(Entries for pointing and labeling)
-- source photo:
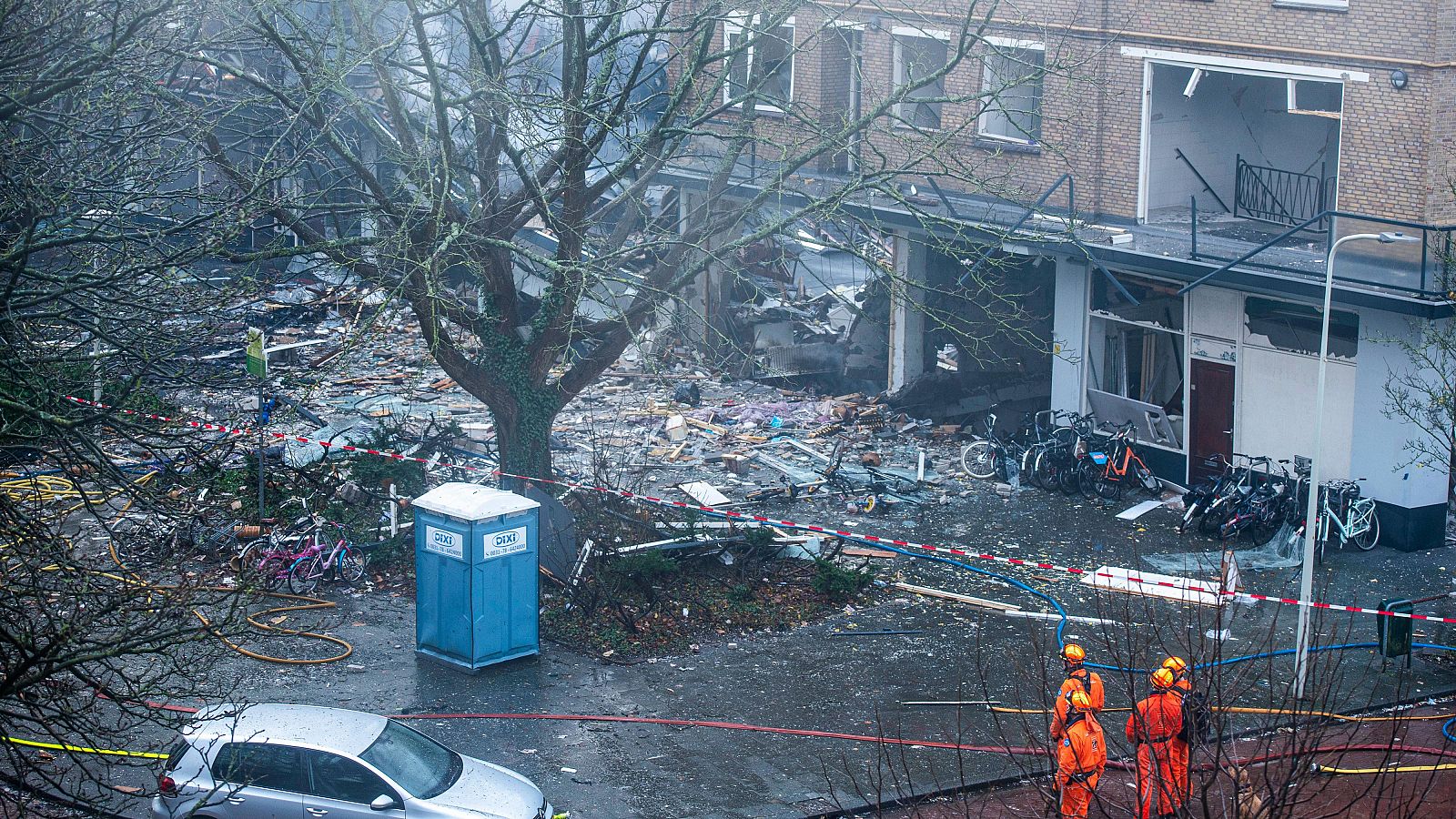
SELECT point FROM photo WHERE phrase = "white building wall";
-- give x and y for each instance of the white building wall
(1069, 322)
(1378, 450)
(1276, 409)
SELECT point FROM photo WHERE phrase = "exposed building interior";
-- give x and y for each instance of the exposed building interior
(1249, 146)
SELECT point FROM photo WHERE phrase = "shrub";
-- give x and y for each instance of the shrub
(839, 583)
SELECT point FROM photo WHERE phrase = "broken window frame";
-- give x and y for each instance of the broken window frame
(1097, 378)
(1099, 318)
(1292, 98)
(1344, 329)
(740, 66)
(999, 87)
(909, 109)
(1147, 290)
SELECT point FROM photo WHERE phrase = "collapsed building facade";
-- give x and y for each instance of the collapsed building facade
(1200, 137)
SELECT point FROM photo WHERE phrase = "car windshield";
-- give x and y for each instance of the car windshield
(417, 763)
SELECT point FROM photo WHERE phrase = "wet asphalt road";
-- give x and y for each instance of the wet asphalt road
(807, 680)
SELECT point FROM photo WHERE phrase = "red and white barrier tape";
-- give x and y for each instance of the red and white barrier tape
(761, 519)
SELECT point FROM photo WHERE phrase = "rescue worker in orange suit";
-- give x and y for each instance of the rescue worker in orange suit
(1162, 756)
(1183, 680)
(1077, 680)
(1081, 755)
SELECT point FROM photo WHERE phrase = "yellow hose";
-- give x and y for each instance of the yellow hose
(1276, 712)
(1332, 771)
(80, 749)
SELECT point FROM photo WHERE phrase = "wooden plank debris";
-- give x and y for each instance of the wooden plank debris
(1150, 584)
(968, 599)
(703, 493)
(1135, 511)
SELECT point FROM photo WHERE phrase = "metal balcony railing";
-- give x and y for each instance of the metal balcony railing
(1280, 197)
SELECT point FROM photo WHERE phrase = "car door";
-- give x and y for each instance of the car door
(257, 780)
(342, 789)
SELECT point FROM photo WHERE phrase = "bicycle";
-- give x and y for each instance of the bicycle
(344, 561)
(1104, 475)
(266, 561)
(1261, 511)
(1346, 515)
(992, 457)
(1045, 438)
(1056, 464)
(1198, 499)
(1234, 490)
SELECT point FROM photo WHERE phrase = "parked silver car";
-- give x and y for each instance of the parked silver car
(306, 763)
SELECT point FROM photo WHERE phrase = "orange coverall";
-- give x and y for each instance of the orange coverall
(1162, 758)
(1077, 680)
(1081, 760)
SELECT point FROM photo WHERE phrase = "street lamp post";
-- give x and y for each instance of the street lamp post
(1307, 579)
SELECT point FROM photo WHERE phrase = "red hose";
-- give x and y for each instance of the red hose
(734, 726)
(1016, 751)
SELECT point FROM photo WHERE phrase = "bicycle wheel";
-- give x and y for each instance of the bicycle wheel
(979, 460)
(351, 566)
(1045, 471)
(1028, 465)
(1148, 481)
(1213, 519)
(1366, 541)
(303, 576)
(1069, 477)
(1108, 487)
(268, 573)
(1088, 477)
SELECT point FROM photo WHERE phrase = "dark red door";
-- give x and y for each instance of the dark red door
(1210, 417)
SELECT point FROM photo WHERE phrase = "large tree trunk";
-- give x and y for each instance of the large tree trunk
(523, 431)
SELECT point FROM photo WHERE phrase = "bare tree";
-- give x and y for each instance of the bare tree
(102, 208)
(495, 165)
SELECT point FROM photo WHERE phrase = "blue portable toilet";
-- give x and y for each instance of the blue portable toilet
(475, 576)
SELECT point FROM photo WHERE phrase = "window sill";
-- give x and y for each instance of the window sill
(762, 111)
(1005, 146)
(1312, 6)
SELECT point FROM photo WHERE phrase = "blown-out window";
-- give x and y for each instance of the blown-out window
(1011, 84)
(761, 63)
(919, 56)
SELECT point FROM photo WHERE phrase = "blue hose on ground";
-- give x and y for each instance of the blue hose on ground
(1062, 624)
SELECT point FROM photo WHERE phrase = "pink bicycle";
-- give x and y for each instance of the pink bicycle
(344, 561)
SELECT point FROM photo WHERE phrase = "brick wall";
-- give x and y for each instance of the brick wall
(1398, 147)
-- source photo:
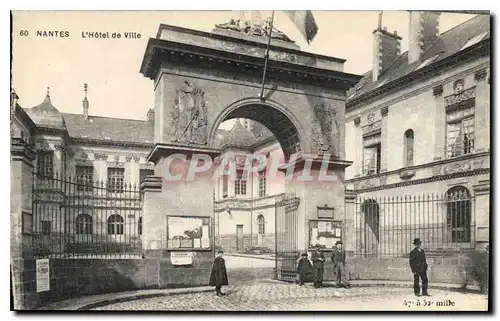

* **TASK REQUIREMENTS**: Convert the rows above into a JSON list of strings, with one string per line and blank lines skipped. Leave the pictures out of the list.

* **CORRECT RESULT**:
[
  "-- source photo:",
  "SELECT point FROM photo WHERE phrase = \"white building wall\";",
  "-- give x and y for each instance of the white building wall",
  "(1069, 322)",
  "(1378, 450)",
  "(1276, 409)",
  "SELECT point FROM photo WHERE phrase = \"exposed building interior\";",
  "-- give x and y for each instance of the exposed building interior",
  "(1249, 146)",
  "SELECT point FROM photo WHERE phrase = \"shrub\";",
  "-- give x and y for each instance of the shrub",
  "(839, 583)",
  "SELECT point FROM photo WHERE phrase = \"broken window frame\";",
  "-- give x and y for each instance of the broken window frame",
  "(1097, 378)",
  "(1099, 318)",
  "(1292, 98)",
  "(1344, 329)",
  "(740, 66)",
  "(999, 87)",
  "(909, 109)",
  "(1147, 290)",
  "SELECT point FROM photo WHERE phrase = \"collapsed building facade\";",
  "-- give x and y for each instance of the collapsed building facade",
  "(1200, 137)",
  "SELECT point FROM photo WHERE phrase = \"car windshield\";",
  "-- give x and y for each instance of the car windshield",
  "(417, 763)",
  "SELECT point FROM photo WHERE phrase = \"wet asphalt road\";",
  "-- give x and y for each instance of the wet asphalt road",
  "(807, 680)",
  "SELECT point FROM photo WHERE phrase = \"red and white barrier tape\";",
  "-- give x and y for each instance of the red and white barrier tape",
  "(761, 519)",
  "SELECT point FROM photo WHERE phrase = \"rescue worker in orange suit\";",
  "-- give x and y for each instance of the rescue worker in orange suit",
  "(1162, 756)",
  "(1183, 680)",
  "(1077, 680)",
  "(1081, 755)",
  "SELECT point FROM photo WHERE phrase = \"yellow hose\";",
  "-- give x and y for each instance of the yellow hose",
  "(1276, 712)",
  "(1332, 771)",
  "(80, 749)",
  "SELECT point FROM photo WHERE phrase = \"wooden plank debris\";",
  "-- give x and y for each instance of the wooden plank debris",
  "(1150, 584)",
  "(968, 599)",
  "(703, 493)",
  "(1135, 511)",
  "SELECT point FROM photo WHERE phrase = \"metal balcony railing\";",
  "-- give x and y for each instance of the metal balcony railing",
  "(1280, 197)",
  "SELECT point FROM photo WHERE phrase = \"car door\";",
  "-- give x and y for each instance of the car door",
  "(257, 780)",
  "(342, 789)",
  "SELECT point FROM photo WHERE phrase = \"bicycle\";",
  "-- give x and y for each instance of the bicycle",
  "(344, 561)",
  "(1104, 475)",
  "(266, 561)",
  "(1261, 511)",
  "(1346, 515)",
  "(992, 457)",
  "(1045, 438)",
  "(1056, 464)",
  "(1198, 499)",
  "(1234, 490)",
  "SELECT point FROM photo WHERE phrase = \"parked silver car\";",
  "-- give x and y for each instance of the parked silver car",
  "(306, 763)",
  "SELECT point FROM photo WHERE phrase = \"orange coverall\";",
  "-- give x and y for each instance of the orange coverall",
  "(1162, 758)",
  "(1077, 680)",
  "(1081, 760)",
  "SELECT point FROM photo WHERE phrase = \"street lamp post\";",
  "-- give x and y for each instance of the street lamp post",
  "(1307, 579)",
  "SELECT point FROM photo WHERE phrase = \"red hose\";",
  "-- give x and y for each instance of the red hose",
  "(734, 726)",
  "(1016, 751)",
  "SELECT point FROM photo WHERE phrase = \"bicycle wheel\";",
  "-- give x and y for each instance of the bicycle wheel",
  "(979, 460)",
  "(351, 566)",
  "(1045, 471)",
  "(1028, 465)",
  "(1148, 481)",
  "(1213, 519)",
  "(1366, 541)",
  "(303, 576)",
  "(1069, 477)",
  "(1108, 487)",
  "(268, 573)",
  "(1088, 477)",
  "SELECT point FROM photo WHERE phrase = \"dark red door\";",
  "-- give x and y for each instance of the dark red door",
  "(1210, 417)",
  "SELECT point FROM photo WHERE phrase = \"large tree trunk\";",
  "-- give x and y for each instance of the large tree trunk",
  "(523, 431)",
  "SELECT point FROM photo WHERE phrase = \"bare tree\";",
  "-- give x and y for each instance of the bare tree",
  "(102, 208)",
  "(495, 165)",
  "SELECT point FROM photo WHERE phrase = \"blue portable toilet\";",
  "-- give x and y for each instance of the blue portable toilet",
  "(475, 576)",
  "SELECT point FROM photo WHERE phrase = \"window sill\";",
  "-- give x and y for each instance of the window sill",
  "(762, 111)",
  "(1005, 146)",
  "(1312, 6)",
  "SELECT point FROM photo WHERE phrase = \"blown-out window\";",
  "-- give x and y for each instance of the blown-out window",
  "(1011, 84)",
  "(761, 63)",
  "(919, 56)",
  "SELECT point FROM photo WHERE phrase = \"blue hose on ground\";",
  "-- give x and y for each instance of the blue hose on ground",
  "(1062, 624)",
  "SELECT point FROM photo WHERE phrase = \"pink bicycle\";",
  "-- give x and y for each instance of the pink bicycle",
  "(344, 561)",
  "SELECT point FROM photo WHERE phrase = \"brick wall\";",
  "-- give x and y for each instance of the brick wall",
  "(1398, 147)",
  "-- source photo:"
]